[Records shown start]

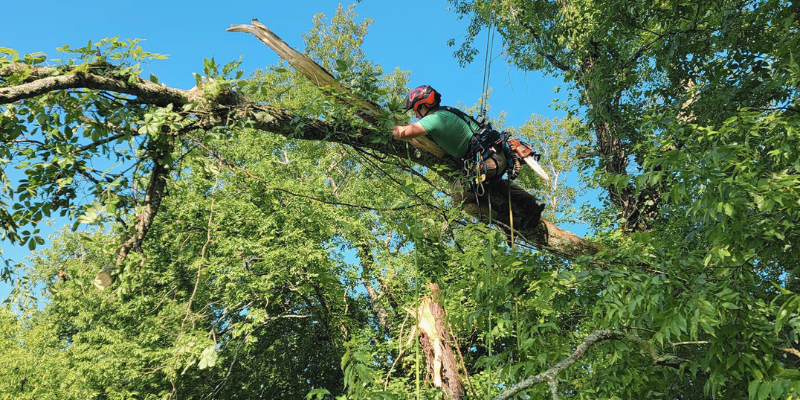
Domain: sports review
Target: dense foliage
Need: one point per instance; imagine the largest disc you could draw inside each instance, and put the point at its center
(279, 267)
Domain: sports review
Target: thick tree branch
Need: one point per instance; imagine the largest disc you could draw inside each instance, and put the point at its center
(43, 83)
(598, 336)
(546, 235)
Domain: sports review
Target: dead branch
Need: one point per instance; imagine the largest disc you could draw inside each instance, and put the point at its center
(551, 374)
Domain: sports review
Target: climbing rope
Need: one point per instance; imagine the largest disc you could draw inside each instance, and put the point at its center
(487, 68)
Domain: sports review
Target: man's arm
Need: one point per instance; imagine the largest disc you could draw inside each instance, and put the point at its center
(410, 131)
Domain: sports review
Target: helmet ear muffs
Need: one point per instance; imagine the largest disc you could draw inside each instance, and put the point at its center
(423, 95)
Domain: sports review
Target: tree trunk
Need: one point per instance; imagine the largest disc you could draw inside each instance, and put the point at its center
(546, 235)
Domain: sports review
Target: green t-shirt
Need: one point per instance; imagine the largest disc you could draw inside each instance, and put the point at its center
(449, 131)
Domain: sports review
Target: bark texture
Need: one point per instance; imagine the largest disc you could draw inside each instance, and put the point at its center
(546, 235)
(435, 341)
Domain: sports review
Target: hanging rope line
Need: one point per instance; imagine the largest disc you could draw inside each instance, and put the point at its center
(487, 67)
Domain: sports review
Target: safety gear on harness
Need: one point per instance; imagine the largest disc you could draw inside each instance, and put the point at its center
(423, 95)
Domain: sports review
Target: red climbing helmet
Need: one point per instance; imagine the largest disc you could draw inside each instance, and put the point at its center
(423, 95)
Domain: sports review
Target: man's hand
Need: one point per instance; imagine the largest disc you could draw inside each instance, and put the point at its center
(405, 132)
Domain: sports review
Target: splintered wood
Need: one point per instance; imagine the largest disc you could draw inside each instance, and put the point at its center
(435, 342)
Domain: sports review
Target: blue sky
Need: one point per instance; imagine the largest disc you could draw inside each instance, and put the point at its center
(409, 34)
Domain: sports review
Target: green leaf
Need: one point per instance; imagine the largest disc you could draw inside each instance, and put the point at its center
(208, 358)
(763, 390)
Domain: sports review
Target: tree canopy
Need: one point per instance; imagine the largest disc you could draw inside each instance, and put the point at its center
(261, 235)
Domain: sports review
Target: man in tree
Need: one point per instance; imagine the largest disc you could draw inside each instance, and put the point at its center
(453, 130)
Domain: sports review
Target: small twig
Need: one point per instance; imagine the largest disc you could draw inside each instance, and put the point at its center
(580, 351)
(399, 354)
(461, 357)
(695, 342)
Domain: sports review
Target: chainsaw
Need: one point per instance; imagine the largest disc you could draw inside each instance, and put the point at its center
(527, 154)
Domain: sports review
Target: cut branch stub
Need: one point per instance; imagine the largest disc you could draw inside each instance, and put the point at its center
(435, 343)
(366, 110)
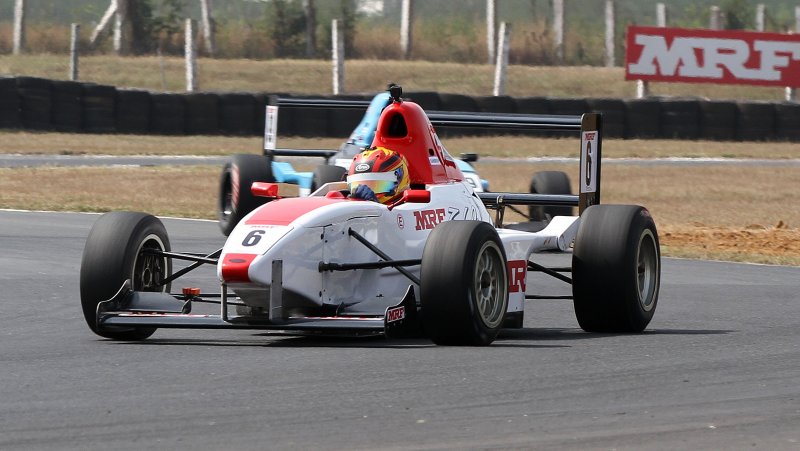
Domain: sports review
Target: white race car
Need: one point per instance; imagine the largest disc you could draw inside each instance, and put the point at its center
(435, 263)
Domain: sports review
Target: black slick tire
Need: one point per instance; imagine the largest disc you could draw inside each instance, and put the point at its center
(463, 284)
(235, 199)
(112, 255)
(549, 182)
(616, 269)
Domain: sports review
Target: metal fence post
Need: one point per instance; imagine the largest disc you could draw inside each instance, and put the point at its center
(19, 27)
(337, 53)
(610, 31)
(190, 52)
(501, 66)
(73, 51)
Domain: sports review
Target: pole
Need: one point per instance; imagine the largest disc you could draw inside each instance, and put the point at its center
(337, 53)
(715, 21)
(73, 51)
(19, 27)
(642, 87)
(406, 16)
(190, 53)
(208, 27)
(501, 66)
(791, 92)
(761, 13)
(610, 30)
(491, 32)
(558, 29)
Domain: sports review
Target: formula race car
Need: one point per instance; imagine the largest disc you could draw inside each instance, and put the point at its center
(235, 200)
(434, 262)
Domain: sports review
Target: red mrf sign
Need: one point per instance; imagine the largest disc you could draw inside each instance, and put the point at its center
(710, 56)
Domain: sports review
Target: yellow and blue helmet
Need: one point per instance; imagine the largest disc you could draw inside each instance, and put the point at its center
(383, 170)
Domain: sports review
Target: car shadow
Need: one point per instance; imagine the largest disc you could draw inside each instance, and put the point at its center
(526, 337)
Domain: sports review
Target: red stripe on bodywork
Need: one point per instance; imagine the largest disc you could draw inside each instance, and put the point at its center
(235, 266)
(284, 211)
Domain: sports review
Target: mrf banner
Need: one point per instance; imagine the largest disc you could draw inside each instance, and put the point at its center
(710, 56)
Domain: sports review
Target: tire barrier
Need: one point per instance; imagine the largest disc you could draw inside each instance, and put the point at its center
(679, 119)
(428, 100)
(614, 117)
(50, 105)
(66, 107)
(99, 104)
(717, 120)
(787, 121)
(35, 95)
(458, 102)
(167, 114)
(643, 118)
(237, 113)
(755, 121)
(202, 114)
(133, 112)
(10, 105)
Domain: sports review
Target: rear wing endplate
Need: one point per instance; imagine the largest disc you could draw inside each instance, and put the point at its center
(590, 127)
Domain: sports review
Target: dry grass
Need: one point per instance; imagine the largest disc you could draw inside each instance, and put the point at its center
(362, 76)
(497, 146)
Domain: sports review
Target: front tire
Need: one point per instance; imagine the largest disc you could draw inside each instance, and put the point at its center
(616, 269)
(113, 254)
(235, 199)
(464, 284)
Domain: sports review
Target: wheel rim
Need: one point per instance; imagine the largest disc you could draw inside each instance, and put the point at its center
(149, 270)
(490, 285)
(647, 272)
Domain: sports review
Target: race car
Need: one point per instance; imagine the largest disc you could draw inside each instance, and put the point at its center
(434, 263)
(235, 199)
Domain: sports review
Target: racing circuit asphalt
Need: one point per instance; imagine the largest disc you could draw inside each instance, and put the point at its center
(719, 367)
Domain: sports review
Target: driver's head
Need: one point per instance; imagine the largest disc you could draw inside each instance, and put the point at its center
(382, 170)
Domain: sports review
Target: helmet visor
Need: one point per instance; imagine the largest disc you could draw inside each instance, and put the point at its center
(378, 182)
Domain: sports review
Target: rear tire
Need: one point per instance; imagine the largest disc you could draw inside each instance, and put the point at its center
(326, 174)
(549, 182)
(235, 199)
(616, 269)
(464, 284)
(112, 255)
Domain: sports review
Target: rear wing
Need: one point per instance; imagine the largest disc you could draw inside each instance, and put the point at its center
(271, 148)
(588, 125)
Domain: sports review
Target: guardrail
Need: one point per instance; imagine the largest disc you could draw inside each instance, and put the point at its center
(52, 105)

[Records shown end]

Exercise requirements: Drop the images and repeat the data exactly.

Solution:
Domain: sports review
Target: dense foliage
Need: one point per instance; imagine the largest disc you could draw inside each instance, and put the point at its center
(279, 267)
Domain: sports review
Target: thick tree branch
Need: one point per instance; imagine the largest disc you could draw inside each instance, and put the point at its center
(43, 83)
(598, 336)
(546, 235)
Domain: sports review
Target: dead branch
Need: one point per instance; imagine the largest disc you could draw inside each instance, and put the point at its center
(551, 374)
Domain: sports review
Target: climbing rope
Need: one point per instance; imagine the largest disc you could draw inside each instance, and put the point at its center
(487, 68)
Domain: sports review
Target: man's arm
Need: one point per instance; imagine the largest disc you could draw inside each instance, and put the point at its center
(410, 131)
Domain: sports review
Target: helmet ear muffs
Need: one point per instance; imagine the largest disc you could draw inside each instance, and put the point at its center
(423, 95)
Domain: sports review
Target: tree trunk
Need: one point per instance; imagine the largest disc you could draw inside each instance, and put the point at its center
(546, 235)
Domain: sports review
Target: green t-shirt
Need: one point per instance; imagine the largest disc you could draw inside each instance, and put the point at its center
(449, 131)
Domain: sports review
Target: bark texture
Need: one point per instance; imagine the largest disc you could draw inside each instance, and put the point at its center
(546, 235)
(435, 341)
Domain: sports review
Target: hanging rope line
Need: one point per instance; imagine the largest disc you could draw inside each instance, and put the point at its center
(487, 67)
Domain: sports review
Target: safety gear on harness
Need: one point per instance; imagine the largest disc you could draw inside each instance, and put the point at its center
(423, 95)
Domain: sports review
Target: red climbing helmet
Need: one point per instance; imagine the largest disc you could draw inside each instance, and put the point at its center
(423, 95)
Domain: sports review
Target: man's hand
Need: one point per instance; imagine the largest disc you could draw inside each instance, and put the point at its center
(405, 132)
Domain: sports review
Target: splintered wood
Need: one point per instance; imagine the largest disc you could draw inside each instance, and put the point at its center
(435, 342)
Domain: sports review
Target: blue sky
Need: one point per instance; imagine the largest disc you could draw inside each instance, and put the point at its center
(409, 34)
Domain: sports review
Target: green leaf
Need: one point per instance; imagine the largest disc you could draw inside each instance, and put the point at its center
(208, 358)
(763, 390)
Domain: sports review
Target: tree canopy
Need: one point per instance; imagine the largest disc you could draw inside each instance, and put the point at its center
(261, 235)
Domain: sports review
Target: man in tree
Need: one point per instance; imagine the largest disc you could draw inside each instance, and put the point at its center
(453, 130)
Domain: sports review
Target: small twig
Need: one point per instance; imagine the largest disc you could draw inside each instance, and put the point at its center
(580, 351)
(399, 354)
(461, 357)
(695, 342)
Domain: sports review
Target: chainsaw
Need: one point per instance; imagine the largest disc you could draw inside each instance, and put the point at its center
(527, 154)
Domain: sports review
Target: cut branch stub
Need: one point per instance; imagine the largest disc you could draw inside each instance, and put the point at its center
(435, 343)
(366, 110)
Domain: sports review
Target: white race car
Need: one point per instance; imagine the largest disc you could draw inside each instance, and put the point at its center
(435, 263)
Domain: sports review
Target: black slick tire
Need: one point per instance; imagine the largest disc you could draw inside each instance, and put the point at its center
(463, 284)
(235, 199)
(112, 255)
(549, 182)
(616, 269)
Domain: sports review
Target: metal fence post
Need: one point per instance; imagine the largest disc you could draw inside each instance, and put the point at its center
(19, 27)
(337, 53)
(610, 31)
(190, 52)
(501, 66)
(73, 51)
Domain: sports review
Target: pole
Need: one point per instance; imagine the largest disc you could draw inside each instance, and put the point at its center
(337, 53)
(715, 21)
(73, 51)
(19, 27)
(642, 87)
(406, 16)
(190, 53)
(208, 27)
(501, 66)
(791, 92)
(761, 13)
(610, 30)
(491, 32)
(558, 29)
Domain: sports review
Target: formula race car
Need: one point per instance; imagine the largest disc you could draw inside each instance, and put the point at its center
(235, 200)
(434, 262)
Domain: sports review
Target: red mrf sign
Need: one point per instance; imagine the largest disc you could draw inside each instance, and put the point at its center
(710, 56)
Domain: sports review
Target: yellow and blue helmet
Need: one point per instance; imagine the largest disc you could draw inside each instance, and put the point at its center
(383, 170)
Domain: sports review
Target: car shadow
Need: one point per instance; imagine the largest disc you could draw inside each instance, and put the point at its center
(526, 337)
Domain: sports review
Target: red stripe on bodywork
Need: one point per instance; imagine the largest disc you could draw inside each instance, and put the point at its center
(235, 266)
(284, 211)
Domain: sports review
Target: mrf banner
Need: one point per instance; imagine the largest disc you could draw inside each instance, and put the point at its center
(710, 56)
Domain: sports review
Target: tire barrier
Need: one point per instance; imagine the largest disc you could draw inside each instance, and put the point at its center
(679, 119)
(428, 100)
(614, 117)
(50, 105)
(66, 107)
(99, 104)
(717, 120)
(787, 121)
(35, 95)
(458, 102)
(167, 114)
(643, 118)
(237, 113)
(755, 121)
(202, 114)
(133, 112)
(10, 105)
Domain: sports review
Target: rear wing endplate
Need: one point per instance; imagine the largest disc you could draw inside each instance, and put the point at its center
(590, 127)
Domain: sports review
Target: dry grass
Need: one point per instance; imagine the largest disc you could draw inside each instance, and put the point at its center
(362, 76)
(497, 146)
Domain: sports review
Target: front tire
Need: one point per instance; imagine the largest disc you could draw inside each instance, and put the point at its center
(616, 269)
(113, 254)
(235, 199)
(464, 284)
Domain: sports review
Target: wheel rim
Need: one point per instance; imagine the largest disc you could draw inside each instance, and put the point at its center
(149, 270)
(490, 285)
(647, 272)
Domain: sports review
Target: race car
Need: one point per instance; imagine the largest disc you could draw inside each instance, and put the point at its center
(434, 263)
(235, 199)
Domain: sports review
Target: racing circuit asphalt
Need: one point per instance; imagine the largest disc you could draw inside each instance, and put the point at its center
(719, 367)
Domain: sports review
Target: driver's head
Need: one point per instance; imagine the largest disc you could draw inside each instance, and put the point at its center
(382, 170)
Domain: sports review
Target: helmet visor
Need: one point per instance; imagine the largest disc you could draw inside each instance, and put the point at its center
(378, 182)
Domain: sports review
Target: rear tire
Need: one point per instance; imagine the largest disc you could draw inside each instance, and put the point at its center
(326, 174)
(549, 182)
(235, 199)
(616, 269)
(464, 284)
(112, 255)
Domain: sports review
Target: rear wing
Need: one point per instance; imagine the largest disc you could draw inside each instance, and put the point at its center
(271, 148)
(588, 125)
Domain: sports review
Target: guardrail
Need: one point per instance; imagine the largest disc you could draw inside each instance, and put the point at its center
(52, 105)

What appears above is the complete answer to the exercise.